ASSIGNMENT:
Could you please output all of the records exactly?

================================

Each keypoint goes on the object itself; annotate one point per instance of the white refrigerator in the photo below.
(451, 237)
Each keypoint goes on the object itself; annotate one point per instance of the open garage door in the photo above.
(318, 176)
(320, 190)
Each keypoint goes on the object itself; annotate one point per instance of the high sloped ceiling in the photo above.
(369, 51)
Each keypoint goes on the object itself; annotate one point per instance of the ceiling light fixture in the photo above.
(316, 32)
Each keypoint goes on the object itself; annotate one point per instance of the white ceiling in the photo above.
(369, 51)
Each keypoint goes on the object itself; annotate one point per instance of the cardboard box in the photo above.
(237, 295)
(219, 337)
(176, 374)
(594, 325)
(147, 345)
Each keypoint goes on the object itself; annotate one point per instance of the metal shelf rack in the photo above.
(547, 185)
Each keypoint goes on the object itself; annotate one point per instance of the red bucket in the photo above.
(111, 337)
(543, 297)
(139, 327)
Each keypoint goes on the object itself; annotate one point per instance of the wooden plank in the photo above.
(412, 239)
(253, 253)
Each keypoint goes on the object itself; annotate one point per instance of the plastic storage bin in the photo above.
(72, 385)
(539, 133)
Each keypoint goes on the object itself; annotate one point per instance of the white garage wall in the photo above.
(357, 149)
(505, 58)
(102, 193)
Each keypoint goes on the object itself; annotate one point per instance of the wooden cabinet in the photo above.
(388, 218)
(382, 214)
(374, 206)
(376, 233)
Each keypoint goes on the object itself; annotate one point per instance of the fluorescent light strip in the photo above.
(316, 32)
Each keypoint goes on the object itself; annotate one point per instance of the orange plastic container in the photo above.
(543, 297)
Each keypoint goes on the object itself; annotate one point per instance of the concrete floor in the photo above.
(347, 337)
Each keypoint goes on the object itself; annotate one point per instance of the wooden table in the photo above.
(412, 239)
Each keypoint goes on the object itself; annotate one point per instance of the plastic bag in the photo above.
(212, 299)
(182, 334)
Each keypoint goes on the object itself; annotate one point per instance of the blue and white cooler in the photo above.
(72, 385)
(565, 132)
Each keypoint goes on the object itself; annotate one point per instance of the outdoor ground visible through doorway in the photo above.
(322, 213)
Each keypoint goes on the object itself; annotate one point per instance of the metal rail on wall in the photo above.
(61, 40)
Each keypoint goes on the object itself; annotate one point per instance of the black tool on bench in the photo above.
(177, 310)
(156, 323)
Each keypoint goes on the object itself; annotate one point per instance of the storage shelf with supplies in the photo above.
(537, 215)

================================

TASK RESULT:
Each keypoint goes on the object itself; annotate one point per instance of the white refrigerator in the photo below.
(451, 237)
Each keypoint goes on the object itself; annotate one point per instance of the open garage door in the photo above.
(318, 176)
(320, 190)
Each keypoint goes on the object itself; annotate one point per instance of the high sloped ceiling in the photo above.
(369, 51)
Each keypoint goes on the object itself; annotate one point per instance of the ceiling light fixture in the photo above.
(316, 32)
Each keypoint goes on the object itself; annotate one point per instance of the white ceiling in the photo above.
(369, 51)
Each keypoint goes on the object itself; annotate one point per instance of the cardboard box in the photo above.
(237, 295)
(219, 337)
(176, 374)
(594, 325)
(147, 345)
Each keypoint goes on the object itself; annotate one point per instance of the metal shelf rack in the photo above.
(547, 185)
Each keypoint goes on the object itself; annotate one point per instance of the red bucket in the photo above.
(111, 337)
(543, 297)
(139, 327)
Each keypoint goes on the object itself; annotate one point per instance of the wooden plank in the photo above.
(412, 239)
(253, 253)
Each keypoint goes on the object itself; annotate one point per instance of the plastic storage bin in the photo above.
(72, 385)
(539, 133)
Each keypoint goes on the object itself; annotate one point per instance of the white garage wall in the photo above.
(357, 149)
(505, 58)
(102, 193)
Each keypoint goes on the object itself; annotate one point per instance of the wooden cabinet in the photo above.
(388, 218)
(382, 214)
(374, 206)
(376, 233)
Each keypoint goes on the object itself; annotate one point per instance of the fluorescent light strip in the photo above.
(316, 32)
Each keypoint goes on the object itself; annotate one point per instance of the orange plastic container in the photo above.
(543, 297)
Each keypoint goes on the object itself; annotate one point per instance of the concrete floor in the photo above.
(347, 337)
Each keypoint goes on the object itself; annotate one point per instance of the wooden table in the photo above.
(412, 239)
Each keypoint goes on the object itself; annotate one point per instance of the plastic bag in the photo above.
(212, 299)
(182, 334)
Each keypoint goes on the object itself; annotate one point per instance of the blue and white cooler in the photo above.
(72, 385)
(565, 132)
Each keypoint goes on the object itself; annotate one point per instance of the outdoor ground visible through doorway in the photo above.
(322, 213)
Each keypoint goes on the object itself; annotate one point per instance of the metal rail on wall in the photo above.
(61, 40)
Each keypoint goes on the object itself; annotate one point per instance of the black tool on bench in the photo above.
(177, 310)
(156, 323)
Each keypoint goes on the object itself; annotate one point per instance of the storage shelf with supplies in the photo above.
(537, 215)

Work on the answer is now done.